## Records provided:
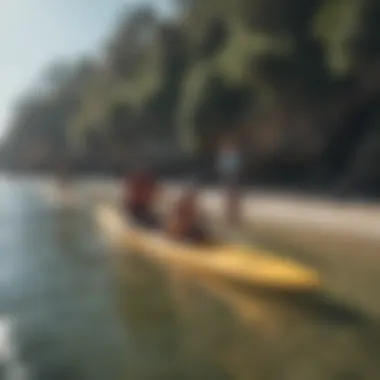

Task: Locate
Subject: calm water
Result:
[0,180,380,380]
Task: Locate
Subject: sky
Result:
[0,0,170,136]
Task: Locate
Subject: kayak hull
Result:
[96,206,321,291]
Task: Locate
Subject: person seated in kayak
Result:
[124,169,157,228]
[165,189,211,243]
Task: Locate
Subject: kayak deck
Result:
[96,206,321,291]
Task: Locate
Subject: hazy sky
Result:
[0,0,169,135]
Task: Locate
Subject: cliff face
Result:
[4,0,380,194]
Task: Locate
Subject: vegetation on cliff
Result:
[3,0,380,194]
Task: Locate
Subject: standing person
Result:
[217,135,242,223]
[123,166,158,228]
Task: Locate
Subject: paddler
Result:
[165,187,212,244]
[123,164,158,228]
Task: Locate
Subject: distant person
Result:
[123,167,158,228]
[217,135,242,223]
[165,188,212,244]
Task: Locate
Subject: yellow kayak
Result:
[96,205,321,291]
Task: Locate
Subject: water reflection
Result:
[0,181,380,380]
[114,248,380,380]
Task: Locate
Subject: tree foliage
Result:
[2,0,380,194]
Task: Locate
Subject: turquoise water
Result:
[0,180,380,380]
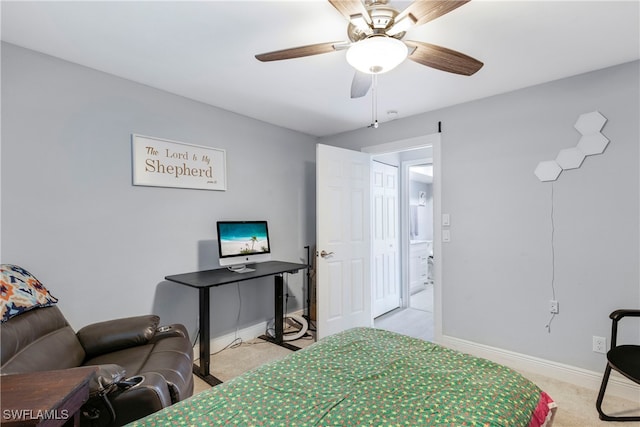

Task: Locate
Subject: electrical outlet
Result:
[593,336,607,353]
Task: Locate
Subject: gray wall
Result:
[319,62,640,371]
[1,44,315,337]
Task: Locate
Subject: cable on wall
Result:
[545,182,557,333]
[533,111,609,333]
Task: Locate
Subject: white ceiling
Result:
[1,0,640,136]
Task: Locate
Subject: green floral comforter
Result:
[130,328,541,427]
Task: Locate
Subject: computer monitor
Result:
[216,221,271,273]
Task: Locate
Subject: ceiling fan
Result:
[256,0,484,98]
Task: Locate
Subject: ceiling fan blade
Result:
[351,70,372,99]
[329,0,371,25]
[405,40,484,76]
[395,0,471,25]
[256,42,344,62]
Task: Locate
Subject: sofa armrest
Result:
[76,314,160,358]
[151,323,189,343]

---

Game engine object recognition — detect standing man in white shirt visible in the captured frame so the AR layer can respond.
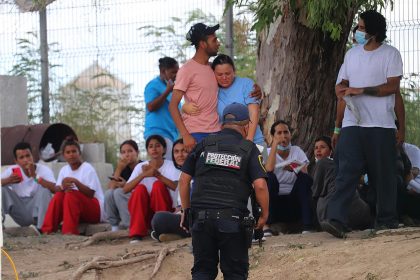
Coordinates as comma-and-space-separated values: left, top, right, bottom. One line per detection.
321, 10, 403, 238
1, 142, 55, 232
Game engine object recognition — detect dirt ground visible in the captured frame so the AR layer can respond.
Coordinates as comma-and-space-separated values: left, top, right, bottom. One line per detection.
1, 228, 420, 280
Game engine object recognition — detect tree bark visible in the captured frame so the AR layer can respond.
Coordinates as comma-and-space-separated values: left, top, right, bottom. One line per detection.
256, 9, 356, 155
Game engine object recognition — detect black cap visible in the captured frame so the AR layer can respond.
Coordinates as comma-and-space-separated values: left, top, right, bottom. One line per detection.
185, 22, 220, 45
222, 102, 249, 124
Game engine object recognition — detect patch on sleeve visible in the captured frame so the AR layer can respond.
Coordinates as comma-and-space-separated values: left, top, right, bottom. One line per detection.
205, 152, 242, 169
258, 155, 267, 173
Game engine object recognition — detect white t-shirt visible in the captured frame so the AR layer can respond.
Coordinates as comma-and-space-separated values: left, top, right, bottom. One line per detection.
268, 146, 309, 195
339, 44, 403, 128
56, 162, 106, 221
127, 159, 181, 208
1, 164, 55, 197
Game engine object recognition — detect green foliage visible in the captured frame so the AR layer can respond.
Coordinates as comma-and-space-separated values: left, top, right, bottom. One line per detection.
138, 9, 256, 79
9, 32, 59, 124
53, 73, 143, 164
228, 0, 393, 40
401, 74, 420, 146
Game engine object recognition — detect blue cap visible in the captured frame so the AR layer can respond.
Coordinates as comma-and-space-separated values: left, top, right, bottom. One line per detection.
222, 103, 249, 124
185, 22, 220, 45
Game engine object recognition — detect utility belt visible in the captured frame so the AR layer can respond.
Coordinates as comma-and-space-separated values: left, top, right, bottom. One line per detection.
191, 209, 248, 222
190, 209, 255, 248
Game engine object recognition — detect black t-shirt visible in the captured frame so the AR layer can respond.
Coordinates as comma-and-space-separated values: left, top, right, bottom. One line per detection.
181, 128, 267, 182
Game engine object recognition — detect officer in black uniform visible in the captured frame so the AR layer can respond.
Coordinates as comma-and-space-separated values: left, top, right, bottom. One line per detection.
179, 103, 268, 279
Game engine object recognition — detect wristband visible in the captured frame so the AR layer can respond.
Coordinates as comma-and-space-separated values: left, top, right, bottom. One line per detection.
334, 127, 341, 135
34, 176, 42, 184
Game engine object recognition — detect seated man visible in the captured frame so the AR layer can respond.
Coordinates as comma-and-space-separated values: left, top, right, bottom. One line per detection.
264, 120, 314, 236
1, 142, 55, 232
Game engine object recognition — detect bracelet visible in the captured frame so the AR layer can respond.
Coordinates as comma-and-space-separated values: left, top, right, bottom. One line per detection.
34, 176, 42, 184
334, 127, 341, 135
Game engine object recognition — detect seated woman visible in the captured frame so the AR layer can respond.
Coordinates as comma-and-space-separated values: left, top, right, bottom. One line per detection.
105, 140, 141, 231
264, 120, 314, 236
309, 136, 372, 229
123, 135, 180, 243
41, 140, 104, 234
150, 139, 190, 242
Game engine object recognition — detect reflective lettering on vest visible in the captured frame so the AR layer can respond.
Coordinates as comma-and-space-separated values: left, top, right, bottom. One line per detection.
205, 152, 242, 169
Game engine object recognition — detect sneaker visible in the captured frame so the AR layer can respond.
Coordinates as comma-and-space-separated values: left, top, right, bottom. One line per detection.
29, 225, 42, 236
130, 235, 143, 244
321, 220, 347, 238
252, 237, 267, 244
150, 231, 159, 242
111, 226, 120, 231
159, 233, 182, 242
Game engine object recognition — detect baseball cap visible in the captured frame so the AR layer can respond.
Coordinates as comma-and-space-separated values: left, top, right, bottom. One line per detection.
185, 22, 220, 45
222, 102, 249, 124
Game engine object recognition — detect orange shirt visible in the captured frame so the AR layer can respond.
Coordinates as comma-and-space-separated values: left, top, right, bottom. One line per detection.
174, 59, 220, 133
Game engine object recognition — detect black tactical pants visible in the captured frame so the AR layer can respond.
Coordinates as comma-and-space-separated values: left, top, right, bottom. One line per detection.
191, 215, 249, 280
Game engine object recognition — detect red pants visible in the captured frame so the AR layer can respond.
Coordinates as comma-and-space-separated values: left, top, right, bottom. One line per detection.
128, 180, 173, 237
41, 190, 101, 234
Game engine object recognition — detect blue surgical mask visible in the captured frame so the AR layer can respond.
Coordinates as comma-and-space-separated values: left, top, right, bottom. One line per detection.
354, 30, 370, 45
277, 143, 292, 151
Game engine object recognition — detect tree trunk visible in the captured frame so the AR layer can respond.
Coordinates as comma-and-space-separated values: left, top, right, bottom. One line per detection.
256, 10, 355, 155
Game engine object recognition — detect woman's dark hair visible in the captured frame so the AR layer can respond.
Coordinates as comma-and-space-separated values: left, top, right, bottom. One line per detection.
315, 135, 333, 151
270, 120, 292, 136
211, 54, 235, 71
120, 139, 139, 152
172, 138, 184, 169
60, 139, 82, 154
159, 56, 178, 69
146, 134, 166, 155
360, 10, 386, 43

--

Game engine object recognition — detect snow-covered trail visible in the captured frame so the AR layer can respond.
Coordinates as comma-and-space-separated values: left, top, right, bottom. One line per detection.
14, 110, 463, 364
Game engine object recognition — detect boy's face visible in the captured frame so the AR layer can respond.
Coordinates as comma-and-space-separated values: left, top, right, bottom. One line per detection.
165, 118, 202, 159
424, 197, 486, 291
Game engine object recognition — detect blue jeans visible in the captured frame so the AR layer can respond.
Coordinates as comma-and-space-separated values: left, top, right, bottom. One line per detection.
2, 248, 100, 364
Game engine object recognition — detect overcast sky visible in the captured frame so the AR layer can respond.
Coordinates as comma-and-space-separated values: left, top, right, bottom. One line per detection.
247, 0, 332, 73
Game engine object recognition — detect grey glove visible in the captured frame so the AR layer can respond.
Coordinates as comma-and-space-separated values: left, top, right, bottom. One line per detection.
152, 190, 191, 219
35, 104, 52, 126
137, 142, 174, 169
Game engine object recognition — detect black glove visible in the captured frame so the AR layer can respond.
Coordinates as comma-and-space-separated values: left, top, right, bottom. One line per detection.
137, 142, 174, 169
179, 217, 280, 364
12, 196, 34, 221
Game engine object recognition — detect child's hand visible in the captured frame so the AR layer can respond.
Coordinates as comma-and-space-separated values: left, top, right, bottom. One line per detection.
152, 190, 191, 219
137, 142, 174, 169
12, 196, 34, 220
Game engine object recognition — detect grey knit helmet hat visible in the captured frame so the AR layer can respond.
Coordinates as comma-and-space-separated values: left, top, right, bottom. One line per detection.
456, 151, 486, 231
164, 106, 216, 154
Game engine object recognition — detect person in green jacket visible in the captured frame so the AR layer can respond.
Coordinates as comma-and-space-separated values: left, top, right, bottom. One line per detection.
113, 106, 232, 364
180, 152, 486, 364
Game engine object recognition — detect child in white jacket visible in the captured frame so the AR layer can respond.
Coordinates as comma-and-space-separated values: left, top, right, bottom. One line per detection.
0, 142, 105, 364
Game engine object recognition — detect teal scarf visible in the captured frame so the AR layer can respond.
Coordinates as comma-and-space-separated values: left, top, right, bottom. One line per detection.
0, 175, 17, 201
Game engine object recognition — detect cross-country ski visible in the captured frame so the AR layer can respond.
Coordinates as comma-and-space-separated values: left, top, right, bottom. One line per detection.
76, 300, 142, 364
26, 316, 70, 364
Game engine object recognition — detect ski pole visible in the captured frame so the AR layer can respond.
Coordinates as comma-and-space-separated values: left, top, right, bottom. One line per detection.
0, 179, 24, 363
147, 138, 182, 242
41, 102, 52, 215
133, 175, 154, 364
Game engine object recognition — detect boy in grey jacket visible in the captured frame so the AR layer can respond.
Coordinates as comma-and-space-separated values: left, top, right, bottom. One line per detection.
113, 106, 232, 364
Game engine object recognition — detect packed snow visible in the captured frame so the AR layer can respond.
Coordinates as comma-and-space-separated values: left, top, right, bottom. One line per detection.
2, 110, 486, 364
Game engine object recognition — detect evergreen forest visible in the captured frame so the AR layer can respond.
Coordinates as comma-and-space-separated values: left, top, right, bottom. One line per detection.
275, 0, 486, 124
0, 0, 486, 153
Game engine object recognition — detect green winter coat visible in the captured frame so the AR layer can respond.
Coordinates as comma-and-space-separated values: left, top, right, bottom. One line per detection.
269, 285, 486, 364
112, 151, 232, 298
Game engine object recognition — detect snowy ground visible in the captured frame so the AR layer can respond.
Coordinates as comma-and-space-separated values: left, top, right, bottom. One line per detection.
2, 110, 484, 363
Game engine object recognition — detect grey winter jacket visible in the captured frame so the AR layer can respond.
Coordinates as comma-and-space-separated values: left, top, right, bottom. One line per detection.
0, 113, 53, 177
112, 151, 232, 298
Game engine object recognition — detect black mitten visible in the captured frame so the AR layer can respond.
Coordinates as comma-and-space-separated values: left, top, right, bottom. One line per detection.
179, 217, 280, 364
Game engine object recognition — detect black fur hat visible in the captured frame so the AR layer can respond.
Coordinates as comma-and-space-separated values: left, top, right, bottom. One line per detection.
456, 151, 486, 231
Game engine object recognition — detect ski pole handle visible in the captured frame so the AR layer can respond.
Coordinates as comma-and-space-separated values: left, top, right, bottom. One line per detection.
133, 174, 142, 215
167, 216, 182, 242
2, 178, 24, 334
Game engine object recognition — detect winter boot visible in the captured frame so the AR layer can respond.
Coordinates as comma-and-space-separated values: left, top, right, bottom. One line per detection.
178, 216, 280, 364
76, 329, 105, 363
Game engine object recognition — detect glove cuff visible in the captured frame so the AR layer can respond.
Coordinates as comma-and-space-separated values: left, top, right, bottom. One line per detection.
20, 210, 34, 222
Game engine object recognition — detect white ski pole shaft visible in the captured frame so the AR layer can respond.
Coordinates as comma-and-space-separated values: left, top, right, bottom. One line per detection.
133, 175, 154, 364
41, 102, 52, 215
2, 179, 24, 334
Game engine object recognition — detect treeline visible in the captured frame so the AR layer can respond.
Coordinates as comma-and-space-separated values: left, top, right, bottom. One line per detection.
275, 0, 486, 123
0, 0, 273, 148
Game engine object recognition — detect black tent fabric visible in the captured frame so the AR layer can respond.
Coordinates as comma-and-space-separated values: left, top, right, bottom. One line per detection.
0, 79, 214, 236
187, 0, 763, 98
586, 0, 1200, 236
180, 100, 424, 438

## Stated problem:
Could you print the material word for word, starting with the line that contains "Game engine object recognition — detect black t-shirt" and going on through the line that contains "179, 103, 268, 279", with both of those lines included?

## Exercise answer:
Game engine object recognition — detect black t-shirt visible in the captured frame so the AR layer can respond.
Coordinates as comma-and-space-separated values: left, top, right, bottom. One line per detection.
181, 128, 267, 182
Game engine object recognition — detect officer in black uniform visible in the captured frame so the AR layer can respond.
Coordinates as comma-and-space-separated values: left, top, right, bottom. One line per detection.
179, 103, 268, 279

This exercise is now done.